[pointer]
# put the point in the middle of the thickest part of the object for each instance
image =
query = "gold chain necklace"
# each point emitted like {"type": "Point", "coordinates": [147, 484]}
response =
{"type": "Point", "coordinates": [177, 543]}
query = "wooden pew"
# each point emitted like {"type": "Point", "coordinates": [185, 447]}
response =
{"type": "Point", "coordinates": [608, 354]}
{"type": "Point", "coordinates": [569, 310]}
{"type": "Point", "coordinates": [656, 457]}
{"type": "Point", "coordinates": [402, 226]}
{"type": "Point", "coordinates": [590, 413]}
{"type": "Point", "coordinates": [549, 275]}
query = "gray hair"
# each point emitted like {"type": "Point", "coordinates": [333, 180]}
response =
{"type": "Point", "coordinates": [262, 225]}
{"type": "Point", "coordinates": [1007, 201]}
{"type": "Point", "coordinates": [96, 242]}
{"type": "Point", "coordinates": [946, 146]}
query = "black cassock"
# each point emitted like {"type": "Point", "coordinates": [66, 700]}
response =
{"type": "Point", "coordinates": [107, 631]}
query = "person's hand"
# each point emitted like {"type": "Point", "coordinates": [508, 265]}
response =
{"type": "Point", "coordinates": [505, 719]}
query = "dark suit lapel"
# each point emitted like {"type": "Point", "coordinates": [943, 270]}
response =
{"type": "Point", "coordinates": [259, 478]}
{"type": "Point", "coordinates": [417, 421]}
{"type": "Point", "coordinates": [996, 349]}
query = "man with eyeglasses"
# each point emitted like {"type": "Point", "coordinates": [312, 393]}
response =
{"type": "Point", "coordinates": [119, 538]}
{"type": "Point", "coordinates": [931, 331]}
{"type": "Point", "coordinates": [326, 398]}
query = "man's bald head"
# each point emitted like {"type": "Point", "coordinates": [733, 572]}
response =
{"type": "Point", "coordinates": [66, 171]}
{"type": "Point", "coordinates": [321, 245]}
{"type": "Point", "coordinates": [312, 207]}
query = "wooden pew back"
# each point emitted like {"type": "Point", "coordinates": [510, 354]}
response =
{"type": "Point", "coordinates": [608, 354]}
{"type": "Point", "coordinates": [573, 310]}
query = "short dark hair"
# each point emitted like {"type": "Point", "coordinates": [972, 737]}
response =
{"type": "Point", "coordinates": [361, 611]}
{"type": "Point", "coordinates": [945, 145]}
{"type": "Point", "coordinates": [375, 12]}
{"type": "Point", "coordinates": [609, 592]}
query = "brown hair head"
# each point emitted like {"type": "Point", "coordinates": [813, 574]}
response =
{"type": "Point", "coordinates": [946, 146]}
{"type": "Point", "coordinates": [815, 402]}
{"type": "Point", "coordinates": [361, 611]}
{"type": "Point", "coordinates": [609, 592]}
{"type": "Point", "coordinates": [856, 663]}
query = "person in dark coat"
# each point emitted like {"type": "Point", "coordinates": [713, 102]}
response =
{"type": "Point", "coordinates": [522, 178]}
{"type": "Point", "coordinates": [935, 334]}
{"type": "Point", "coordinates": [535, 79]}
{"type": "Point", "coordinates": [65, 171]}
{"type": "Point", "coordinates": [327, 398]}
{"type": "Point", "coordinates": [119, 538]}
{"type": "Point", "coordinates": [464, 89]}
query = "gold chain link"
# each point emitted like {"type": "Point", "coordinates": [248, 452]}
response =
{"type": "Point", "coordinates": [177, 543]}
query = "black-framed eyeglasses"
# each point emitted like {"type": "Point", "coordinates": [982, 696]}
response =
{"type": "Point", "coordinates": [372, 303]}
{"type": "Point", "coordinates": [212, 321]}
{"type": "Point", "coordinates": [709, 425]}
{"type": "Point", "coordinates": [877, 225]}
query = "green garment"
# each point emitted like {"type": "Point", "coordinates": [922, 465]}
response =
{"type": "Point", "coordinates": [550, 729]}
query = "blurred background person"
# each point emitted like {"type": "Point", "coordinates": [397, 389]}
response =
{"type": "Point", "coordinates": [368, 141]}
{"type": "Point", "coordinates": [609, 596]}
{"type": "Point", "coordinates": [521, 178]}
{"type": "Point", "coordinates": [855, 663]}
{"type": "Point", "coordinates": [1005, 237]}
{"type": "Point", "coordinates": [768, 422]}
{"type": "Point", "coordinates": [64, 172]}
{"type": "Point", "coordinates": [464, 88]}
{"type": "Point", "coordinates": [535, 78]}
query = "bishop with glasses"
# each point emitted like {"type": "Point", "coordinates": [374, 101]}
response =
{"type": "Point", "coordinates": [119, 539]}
____________
The problem =
Reprint every entry exactly.

Completed task =
[pointer]
# put the point in the middle of the thickest part of the object for each instance
image =
query = "gold chain necklace"
# each point emitted like {"type": "Point", "coordinates": [147, 484]}
response =
{"type": "Point", "coordinates": [177, 543]}
query = "wooden pew"
# each point emitted like {"type": "Point", "coordinates": [185, 447]}
response =
{"type": "Point", "coordinates": [608, 354]}
{"type": "Point", "coordinates": [569, 310]}
{"type": "Point", "coordinates": [656, 457]}
{"type": "Point", "coordinates": [402, 226]}
{"type": "Point", "coordinates": [590, 413]}
{"type": "Point", "coordinates": [549, 275]}
query = "gray hair"
# each point emitted like {"type": "Point", "coordinates": [333, 180]}
response =
{"type": "Point", "coordinates": [262, 225]}
{"type": "Point", "coordinates": [1007, 201]}
{"type": "Point", "coordinates": [96, 242]}
{"type": "Point", "coordinates": [946, 146]}
query = "black cassock"
# each point emitted like {"type": "Point", "coordinates": [66, 700]}
response =
{"type": "Point", "coordinates": [107, 631]}
query = "person's hand"
# each point emitted like {"type": "Point", "coordinates": [508, 265]}
response =
{"type": "Point", "coordinates": [505, 719]}
query = "dark suit lapel"
# each point emitted like {"type": "Point", "coordinates": [943, 270]}
response =
{"type": "Point", "coordinates": [259, 478]}
{"type": "Point", "coordinates": [417, 421]}
{"type": "Point", "coordinates": [996, 349]}
query = "man with eyeglasses"
# each point emitted like {"type": "Point", "coordinates": [312, 393]}
response =
{"type": "Point", "coordinates": [119, 538]}
{"type": "Point", "coordinates": [931, 331]}
{"type": "Point", "coordinates": [326, 398]}
query = "man's bald head"
# each point emitted like {"type": "Point", "coordinates": [733, 572]}
response =
{"type": "Point", "coordinates": [66, 171]}
{"type": "Point", "coordinates": [321, 245]}
{"type": "Point", "coordinates": [312, 207]}
query = "wooden pew back"
# each point emitted like {"type": "Point", "coordinates": [510, 354]}
response =
{"type": "Point", "coordinates": [608, 354]}
{"type": "Point", "coordinates": [573, 310]}
query = "short dark hair"
# each point emitted like {"type": "Point", "coordinates": [972, 737]}
response =
{"type": "Point", "coordinates": [361, 611]}
{"type": "Point", "coordinates": [945, 145]}
{"type": "Point", "coordinates": [375, 12]}
{"type": "Point", "coordinates": [609, 592]}
query = "brown hair head"
# each point emitted like {"type": "Point", "coordinates": [813, 574]}
response =
{"type": "Point", "coordinates": [946, 146]}
{"type": "Point", "coordinates": [815, 402]}
{"type": "Point", "coordinates": [361, 611]}
{"type": "Point", "coordinates": [609, 592]}
{"type": "Point", "coordinates": [856, 663]}
query = "person in dark coat"
# each point emitted like {"type": "Point", "coordinates": [713, 102]}
response =
{"type": "Point", "coordinates": [522, 178]}
{"type": "Point", "coordinates": [935, 334]}
{"type": "Point", "coordinates": [535, 79]}
{"type": "Point", "coordinates": [65, 171]}
{"type": "Point", "coordinates": [327, 398]}
{"type": "Point", "coordinates": [119, 538]}
{"type": "Point", "coordinates": [464, 89]}
query = "gold chain link"
# each point emitted like {"type": "Point", "coordinates": [248, 452]}
response =
{"type": "Point", "coordinates": [177, 543]}
query = "black-framed eyeglasses"
# each point emitted like {"type": "Point", "coordinates": [982, 696]}
response =
{"type": "Point", "coordinates": [372, 303]}
{"type": "Point", "coordinates": [212, 321]}
{"type": "Point", "coordinates": [709, 425]}
{"type": "Point", "coordinates": [877, 225]}
query = "green garment"
# each point emitted like {"type": "Point", "coordinates": [922, 465]}
response =
{"type": "Point", "coordinates": [550, 729]}
query = "blurred background person"
# each point emitted like {"type": "Point", "coordinates": [397, 389]}
response =
{"type": "Point", "coordinates": [368, 141]}
{"type": "Point", "coordinates": [609, 596]}
{"type": "Point", "coordinates": [521, 178]}
{"type": "Point", "coordinates": [855, 663]}
{"type": "Point", "coordinates": [1005, 237]}
{"type": "Point", "coordinates": [768, 422]}
{"type": "Point", "coordinates": [64, 172]}
{"type": "Point", "coordinates": [464, 88]}
{"type": "Point", "coordinates": [535, 78]}
query = "bishop with glasses"
# each point emitted like {"type": "Point", "coordinates": [374, 101]}
response =
{"type": "Point", "coordinates": [119, 539]}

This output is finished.